__Written instruction__
Lay out the data from the line containing "e.g. [(140, 160)]" through the line containing "[(149, 165)]", inclusive, as a Markdown table with columns Row and Line. Give each line its own row, numbered in order, and skip blank lines.

__Material for this task__
▬▬▬▬▬▬▬▬▬▬
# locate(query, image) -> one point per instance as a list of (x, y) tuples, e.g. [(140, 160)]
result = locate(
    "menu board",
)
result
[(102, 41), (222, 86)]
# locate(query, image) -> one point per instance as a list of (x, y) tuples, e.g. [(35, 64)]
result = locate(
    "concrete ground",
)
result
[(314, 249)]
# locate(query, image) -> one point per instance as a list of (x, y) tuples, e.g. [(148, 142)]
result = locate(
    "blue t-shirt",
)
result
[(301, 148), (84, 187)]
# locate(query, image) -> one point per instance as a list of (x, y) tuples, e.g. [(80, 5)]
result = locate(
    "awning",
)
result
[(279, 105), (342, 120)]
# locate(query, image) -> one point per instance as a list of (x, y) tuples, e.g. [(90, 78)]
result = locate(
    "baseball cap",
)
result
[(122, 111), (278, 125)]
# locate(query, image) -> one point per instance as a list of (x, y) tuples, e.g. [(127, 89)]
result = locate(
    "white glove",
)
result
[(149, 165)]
▬▬▬▬▬▬▬▬▬▬
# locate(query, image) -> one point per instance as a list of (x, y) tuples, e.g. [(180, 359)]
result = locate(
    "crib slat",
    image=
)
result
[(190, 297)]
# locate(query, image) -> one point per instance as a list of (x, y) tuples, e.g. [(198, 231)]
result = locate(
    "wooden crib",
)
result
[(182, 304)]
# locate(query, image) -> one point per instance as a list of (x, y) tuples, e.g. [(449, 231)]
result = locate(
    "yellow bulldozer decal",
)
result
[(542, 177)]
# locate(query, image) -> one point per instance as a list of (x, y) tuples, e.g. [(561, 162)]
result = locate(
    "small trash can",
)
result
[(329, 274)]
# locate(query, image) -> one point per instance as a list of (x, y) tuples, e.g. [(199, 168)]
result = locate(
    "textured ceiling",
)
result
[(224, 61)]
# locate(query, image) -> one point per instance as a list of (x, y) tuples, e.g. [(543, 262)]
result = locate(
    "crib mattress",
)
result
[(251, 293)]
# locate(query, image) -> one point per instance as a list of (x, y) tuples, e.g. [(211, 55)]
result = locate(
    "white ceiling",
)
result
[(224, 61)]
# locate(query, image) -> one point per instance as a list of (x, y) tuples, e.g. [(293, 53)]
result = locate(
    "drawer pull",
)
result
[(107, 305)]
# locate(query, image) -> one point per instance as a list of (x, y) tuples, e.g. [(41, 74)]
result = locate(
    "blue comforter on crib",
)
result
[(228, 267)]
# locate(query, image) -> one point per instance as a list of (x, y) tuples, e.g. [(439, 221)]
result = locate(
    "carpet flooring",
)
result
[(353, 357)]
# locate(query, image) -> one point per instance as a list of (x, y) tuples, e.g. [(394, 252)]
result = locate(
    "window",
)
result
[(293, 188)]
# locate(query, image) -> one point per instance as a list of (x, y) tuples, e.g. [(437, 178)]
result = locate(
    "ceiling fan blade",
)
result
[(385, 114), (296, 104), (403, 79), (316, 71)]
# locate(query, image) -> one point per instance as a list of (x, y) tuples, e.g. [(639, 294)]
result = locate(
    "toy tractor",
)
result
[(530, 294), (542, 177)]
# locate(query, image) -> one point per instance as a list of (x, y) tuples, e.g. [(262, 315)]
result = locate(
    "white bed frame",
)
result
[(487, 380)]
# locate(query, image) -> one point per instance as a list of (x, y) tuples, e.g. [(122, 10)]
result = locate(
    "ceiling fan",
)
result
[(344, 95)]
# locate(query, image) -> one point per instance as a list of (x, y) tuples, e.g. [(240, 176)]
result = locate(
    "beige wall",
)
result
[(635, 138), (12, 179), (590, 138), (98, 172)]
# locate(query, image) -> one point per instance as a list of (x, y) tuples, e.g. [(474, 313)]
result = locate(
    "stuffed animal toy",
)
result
▬▬▬▬▬▬▬▬▬▬
__Finished exercise__
| Row | Line |
|---|---|
| 1 | # locate(query, image) -> one point per instance as a list of (x, y) tuples, e.g. [(140, 160)] |
| 2 | result = locate( |
| 3 |     "menu board", |
| 4 | ) |
| 5 | result |
| 6 | [(102, 41), (222, 86)] |
| 7 | # locate(query, image) -> one point per instance as a list of (x, y) tuples, e.g. [(35, 64)] |
| 8 | result = locate( |
| 9 |     "concrete ground", |
| 10 | ) |
| 11 | result |
| 12 | [(314, 249)] |
| 13 | # locate(query, image) -> one point per instance as a list of (x, y) tuples, e.g. [(148, 142)] |
| 14 | result = locate( |
| 15 |     "blue t-shirt", |
| 16 | ) |
| 17 | result |
| 18 | [(301, 148), (84, 187)] |
| 19 | # locate(query, image) -> one point per instance as a list of (x, y) tuples, e.g. [(80, 5)] |
| 20 | result = locate( |
| 21 |     "awning", |
| 22 | ) |
| 23 | result |
| 24 | [(279, 105), (342, 120)] |
| 25 | # locate(query, image) -> one point per instance as a list of (x, y) tuples, e.g. [(90, 78)] |
| 26 | result = locate( |
| 27 |     "baseball cap", |
| 28 | ) |
| 29 | result |
| 30 | [(122, 111), (278, 125)] |
| 31 | # locate(query, image) -> one point per instance as a list of (x, y) tuples, e.g. [(127, 89)] |
| 32 | result = locate( |
| 33 |     "white glove", |
| 34 | ) |
| 35 | result |
| 36 | [(149, 165)] |